__Exercise directions__: The data must be given again exactly as written, with all images omitted.

Saved data entries
────────────────────────────────────────

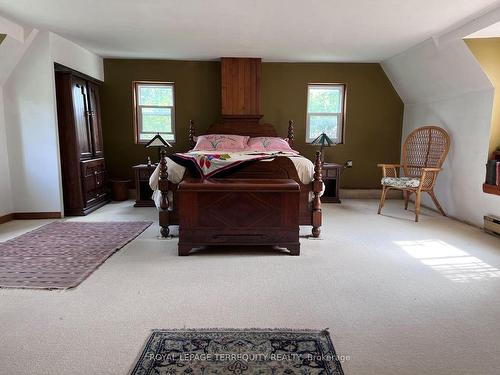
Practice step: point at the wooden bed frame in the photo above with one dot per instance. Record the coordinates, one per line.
(279, 168)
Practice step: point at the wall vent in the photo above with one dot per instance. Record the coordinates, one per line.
(492, 225)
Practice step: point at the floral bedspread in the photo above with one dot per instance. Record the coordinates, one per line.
(209, 164)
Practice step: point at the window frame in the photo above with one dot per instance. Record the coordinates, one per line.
(138, 109)
(341, 116)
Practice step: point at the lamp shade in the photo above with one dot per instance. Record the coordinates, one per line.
(158, 141)
(323, 140)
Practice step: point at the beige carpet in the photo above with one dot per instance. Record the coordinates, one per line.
(398, 297)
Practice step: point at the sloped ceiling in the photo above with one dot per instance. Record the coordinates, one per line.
(276, 30)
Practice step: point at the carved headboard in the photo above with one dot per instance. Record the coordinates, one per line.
(244, 128)
(248, 129)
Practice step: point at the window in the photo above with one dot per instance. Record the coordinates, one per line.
(325, 111)
(154, 110)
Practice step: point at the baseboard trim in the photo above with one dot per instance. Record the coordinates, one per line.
(6, 218)
(36, 215)
(369, 194)
(29, 216)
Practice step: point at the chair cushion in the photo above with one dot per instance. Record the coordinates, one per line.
(401, 182)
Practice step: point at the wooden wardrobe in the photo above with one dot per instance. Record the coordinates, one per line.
(84, 173)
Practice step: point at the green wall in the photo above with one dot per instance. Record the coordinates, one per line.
(373, 119)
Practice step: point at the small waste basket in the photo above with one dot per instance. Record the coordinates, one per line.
(119, 189)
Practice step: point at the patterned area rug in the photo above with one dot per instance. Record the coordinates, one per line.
(61, 255)
(245, 352)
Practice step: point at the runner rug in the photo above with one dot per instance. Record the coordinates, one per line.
(60, 255)
(246, 352)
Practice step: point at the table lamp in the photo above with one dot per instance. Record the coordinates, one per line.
(324, 141)
(158, 141)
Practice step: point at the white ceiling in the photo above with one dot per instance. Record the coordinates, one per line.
(276, 30)
(492, 31)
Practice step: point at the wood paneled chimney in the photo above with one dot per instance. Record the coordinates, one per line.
(241, 89)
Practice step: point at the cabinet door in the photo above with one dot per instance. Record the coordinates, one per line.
(81, 113)
(95, 116)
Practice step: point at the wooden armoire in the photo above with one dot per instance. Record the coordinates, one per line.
(84, 175)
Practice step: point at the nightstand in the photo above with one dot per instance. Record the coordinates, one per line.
(142, 172)
(331, 173)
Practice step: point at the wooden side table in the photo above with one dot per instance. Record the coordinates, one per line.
(331, 173)
(142, 172)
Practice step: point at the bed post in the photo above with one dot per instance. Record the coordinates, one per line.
(291, 135)
(317, 188)
(191, 133)
(163, 186)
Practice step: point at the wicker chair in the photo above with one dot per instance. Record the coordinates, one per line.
(424, 152)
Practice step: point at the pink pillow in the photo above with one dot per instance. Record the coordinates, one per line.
(221, 142)
(267, 144)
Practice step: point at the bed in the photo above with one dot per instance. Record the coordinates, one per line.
(168, 174)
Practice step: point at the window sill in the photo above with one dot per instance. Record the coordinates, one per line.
(491, 189)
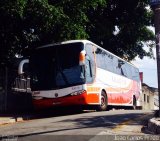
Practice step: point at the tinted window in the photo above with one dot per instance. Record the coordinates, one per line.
(104, 60)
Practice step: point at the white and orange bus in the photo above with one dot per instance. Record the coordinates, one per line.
(79, 72)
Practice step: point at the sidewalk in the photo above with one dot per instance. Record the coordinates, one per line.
(8, 119)
(154, 123)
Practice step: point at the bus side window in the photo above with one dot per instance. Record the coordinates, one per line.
(89, 76)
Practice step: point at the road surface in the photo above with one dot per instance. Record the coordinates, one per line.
(113, 125)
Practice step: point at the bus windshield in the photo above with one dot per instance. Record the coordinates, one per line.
(56, 66)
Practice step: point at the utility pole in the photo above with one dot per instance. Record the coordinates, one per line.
(155, 5)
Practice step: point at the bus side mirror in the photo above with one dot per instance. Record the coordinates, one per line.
(82, 58)
(21, 64)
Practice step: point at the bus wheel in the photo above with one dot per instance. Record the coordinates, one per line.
(134, 107)
(104, 102)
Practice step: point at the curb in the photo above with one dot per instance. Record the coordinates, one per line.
(154, 125)
(8, 120)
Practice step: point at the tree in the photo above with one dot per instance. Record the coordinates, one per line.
(121, 27)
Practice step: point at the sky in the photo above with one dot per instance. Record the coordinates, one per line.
(149, 68)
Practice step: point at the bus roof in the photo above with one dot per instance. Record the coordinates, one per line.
(84, 42)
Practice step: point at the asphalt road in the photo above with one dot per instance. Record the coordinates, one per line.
(81, 126)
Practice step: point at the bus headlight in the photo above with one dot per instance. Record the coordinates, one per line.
(78, 92)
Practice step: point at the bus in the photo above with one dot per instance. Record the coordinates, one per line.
(79, 72)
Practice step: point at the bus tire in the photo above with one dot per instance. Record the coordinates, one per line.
(134, 107)
(104, 102)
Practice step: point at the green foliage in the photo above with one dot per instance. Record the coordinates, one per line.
(30, 23)
(121, 27)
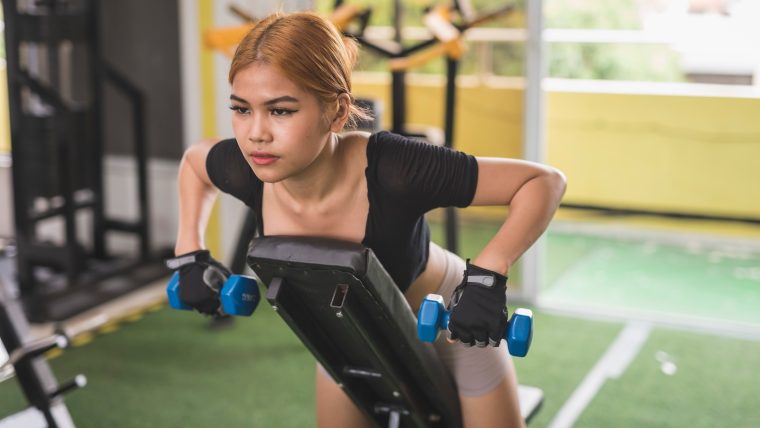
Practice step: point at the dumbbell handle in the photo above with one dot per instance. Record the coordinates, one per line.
(239, 295)
(518, 335)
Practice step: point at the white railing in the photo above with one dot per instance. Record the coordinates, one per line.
(484, 36)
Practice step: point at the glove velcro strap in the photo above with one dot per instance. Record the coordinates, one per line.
(187, 259)
(477, 275)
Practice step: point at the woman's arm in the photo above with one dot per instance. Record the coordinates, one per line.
(532, 192)
(196, 197)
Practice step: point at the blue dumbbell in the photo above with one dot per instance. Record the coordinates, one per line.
(433, 317)
(239, 296)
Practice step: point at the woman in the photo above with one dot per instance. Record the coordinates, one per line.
(289, 161)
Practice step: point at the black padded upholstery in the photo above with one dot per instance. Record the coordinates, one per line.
(366, 340)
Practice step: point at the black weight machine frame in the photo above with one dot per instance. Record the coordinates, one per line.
(73, 133)
(26, 361)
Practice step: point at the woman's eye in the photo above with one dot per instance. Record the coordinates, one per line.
(239, 109)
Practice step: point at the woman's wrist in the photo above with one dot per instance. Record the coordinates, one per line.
(186, 247)
(497, 265)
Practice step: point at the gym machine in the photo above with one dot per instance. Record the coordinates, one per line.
(56, 82)
(345, 308)
(446, 40)
(23, 358)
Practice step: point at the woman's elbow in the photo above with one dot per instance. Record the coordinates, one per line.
(558, 183)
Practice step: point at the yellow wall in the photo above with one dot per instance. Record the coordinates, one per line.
(653, 152)
(675, 153)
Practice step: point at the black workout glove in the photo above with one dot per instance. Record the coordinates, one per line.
(200, 280)
(478, 308)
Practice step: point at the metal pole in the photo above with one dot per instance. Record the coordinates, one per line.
(533, 136)
(452, 65)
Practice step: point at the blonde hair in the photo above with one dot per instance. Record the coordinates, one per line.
(309, 50)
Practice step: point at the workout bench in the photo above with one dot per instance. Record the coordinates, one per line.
(343, 305)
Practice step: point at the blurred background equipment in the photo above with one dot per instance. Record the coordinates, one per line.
(57, 78)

────────────────────────────────────────

__Task answer__:
Practice step: point at the wooden bed frame in the photo above with one dot per instance. Record the coordinates, one per line.
(279, 168)
Practice step: point at the wall vent in the photo above with one dot per instance. Record the coordinates, one per line.
(492, 225)
Practice step: point at the floral bedspread in the photo above with one dot per instance. Record the coordinates, one per line.
(209, 164)
Practice step: point at the window frame in the photo above with one dot per instance. Record the coordinates, one per line.
(138, 109)
(341, 116)
Practice step: point at the lamp shade in the photo above with one dot per instance. Record the coordinates, one per line.
(158, 141)
(323, 140)
Practice step: point at the beige carpet in the photo above with one dot per instance. Record the coordinates, one per line.
(398, 297)
Practice step: point at the sloped ceiling in the photo above with one dot per instance. Record the coordinates, one per line.
(276, 30)
Practice step: point at the carved headboard in the photo above with one dot per instance. Record the coordinates, one per line.
(244, 128)
(248, 129)
Practice step: point at the window in the photo above with one dot per instance. Record the coordinates, one per line.
(325, 111)
(154, 110)
Practice step: point at the baseboard trim in the photo above with one dot per instance. Record the coordinates, one per line.
(6, 218)
(36, 215)
(369, 194)
(29, 216)
Practice step: point at the chair cushion in the photo above with one dot per instance. Record the coordinates, one per line.
(401, 182)
Practice step: point at the wooden wardrobe in the photo above with one dot per instance. Record the coordinates, one per line.
(84, 173)
Practice step: point at the green wall in the photo above with one dot per instance. Record the coordinates, one per line.
(373, 119)
Practice step: point at the small waste basket in the photo above with one dot per instance. Record the coordinates, one per line.
(119, 189)
Practice step: point at the patterned area rug in the photo above with one dot per instance. Record the coordinates, one per line.
(61, 255)
(245, 352)
Practice step: point at the runner rug in the photo above with one dot per instance. Record the coordinates, one per line.
(60, 255)
(246, 352)
Practice step: point at the table lamp in the photo above with one dot per instance. Record the coordinates, one per line.
(324, 141)
(158, 141)
Practice step: point at the white ceiling in the photo above with one dot per instance. Record the coordinates, one per line.
(276, 30)
(492, 31)
Practice step: point at the wood paneled chimney in the photo above with one dot per instance. Record the coordinates, one per line.
(241, 89)
Practice step: point at the cabinet door in the photo above with one dot per instance. Record the coordinates, one per line.
(81, 113)
(95, 116)
Practice step: point at the wooden armoire in the photo above with one dot per instance. Record the coordinates, one per line.
(84, 175)
Practice step: point at the nightstand in the photo above with one dot per instance. Record the coordinates, one per line.
(142, 172)
(331, 173)
Practice step: point at the wooden side table in the photo above with one dot per instance. Record the coordinates, one per line.
(331, 173)
(142, 172)
Practice step: point at the bed post in the photo above with one dot per instance. Record the coordinates, one per line.
(291, 135)
(317, 188)
(191, 133)
(163, 186)
Practice step: point at the wicker chair in the photo above with one dot per instance. Record the coordinates, one per line.
(424, 152)
Practice step: point at the pink pillow in the photo above with one dot per instance. Record the coordinates, one per line.
(221, 142)
(267, 144)
Practice step: point at the bed in the photo above with one dot per instance. Record the coordinates, one per line.
(168, 174)
Practice step: point at the window sill in the photo above with one dot per instance. Record the coordinates, one per line.
(491, 189)
Practice step: point at the tinted window in the photo above with one dot per instance. Record the coordinates, one per line.
(104, 60)
Practice step: point at the white and orange bus in the photo above with one dot per instance. Record the coordinates, one per line.
(79, 72)
Practice step: point at the sidewalk in the photo above with one dot per instance. Record the coordinates, one per line.
(8, 119)
(154, 123)
Practice step: point at the bus side window in the photo above with one dot per instance. Record the coordinates, one per line.
(89, 76)
Practice step: point at the road surface in the photo above with one dot per instance. Record the coordinates, one per line.
(113, 125)
Practice step: point at the bus windshield in the photo above with one dot per instance. Record the coordinates, one per line.
(56, 66)
Practice step: point at the utility pole in the photo above with one dot per instance. Record the coordinates, one per line.
(155, 5)
Practice step: point at the bus side mirror in the photo above with one dot per instance. Record the coordinates, one per line.
(82, 58)
(21, 64)
Practice step: point at the bus wheel in the photo above with one dot per instance. Record the coordinates, one per line.
(134, 107)
(104, 102)
Practice step: point at the curb in the photo above with one dot per instance. Record the coordinates, one per line.
(154, 125)
(8, 120)
Practice step: point at the tree in the photo above with one dot per instance. Record the coordinates, one per line.
(121, 27)
Practice step: point at the sky in the photo above with one dot per instance. Record the coordinates, one per line.
(149, 68)
Practice step: point at the bus roof in the photo above with one dot per instance. Record the coordinates, one per line.
(84, 42)
Practice step: point at the asphalt road in the photo above with one dot per instance. Record the coordinates, one per line.
(81, 126)
Practice step: point at the bus headlight in the photo above with one dot per instance. Record the coordinates, one per line.
(78, 92)
Practice step: point at the bus in the photo above with one dot per instance. Record the coordinates, one per line.
(79, 72)
Practice step: point at the bus tire in the photo above with one dot per instance. Record the coordinates, one per line.
(134, 107)
(104, 102)
Practice step: point at the green foliage in the photo above with one dot per instance. Record the coordinates, one per line.
(30, 23)
(121, 27)
Practice step: point at the dumbbell handle in the photo above with one dot per instance. Record the coordinates, one per line.
(239, 295)
(518, 335)
Practice step: point at the white railing in the photo above with one dot per instance. Record the coordinates, one per line.
(484, 36)
Practice step: point at the glove velcro strap in the photo above with one dot per instance. Record the coordinates, one per line.
(187, 259)
(477, 275)
Practice step: point at the woman's arm in the photo above with one dot per instance. Record the coordinates, one per line.
(532, 192)
(196, 197)
Practice step: point at the blue dumbbell in the photo above with one dot per instance. Record the coordinates, one per line.
(433, 317)
(239, 296)
Practice step: point at the woman in the photo above with one dot per instance. Record the coordinates, one per line.
(289, 161)
Practice step: point at the black padded upholstery in the photo above with one dot per instance. Record the coordinates, one per line.
(366, 340)
Practice step: point at the black weight machine frame in the photo above with one dot per instance. Record the coordinates, one per line.
(73, 133)
(26, 361)
Practice step: point at the woman's eye in the photo above with one dot per instance. Record the coordinates, one per line.
(239, 109)
Practice step: point at the woman's wrist in the photo above with one dot per instance. Record the coordinates, one per line.
(186, 247)
(497, 265)
Practice step: point at the gym machine in the photo above with one dot per instance. Record the coordinates, one per line.
(56, 82)
(345, 308)
(446, 40)
(23, 358)
Practice step: point at the woman's elbow in the photo above with one dot per instance. Record the coordinates, one per line.
(558, 183)
Practice step: point at the yellow wall in the photo above with one dot per instance. Record the coordinates, one per line.
(653, 152)
(675, 153)
Practice step: point at the black workout glove in the photo above with one dot per instance. Record the coordinates, one per line.
(200, 280)
(478, 308)
Practice step: point at the metal pole in the photo above with one dot per instance. Record the coordinates, one per line.
(533, 136)
(452, 65)
Practice step: point at the blonde hair in the photo above with one dot per instance. Record the coordinates, one per line.
(309, 50)
Practice step: point at the workout bench in the photo above with one dot per instance. Record the coordinates, one per line.
(343, 305)
Practice step: point at the blurred background equipment in the photo above with one dot per instance. Record the coordinates, one per line.
(57, 78)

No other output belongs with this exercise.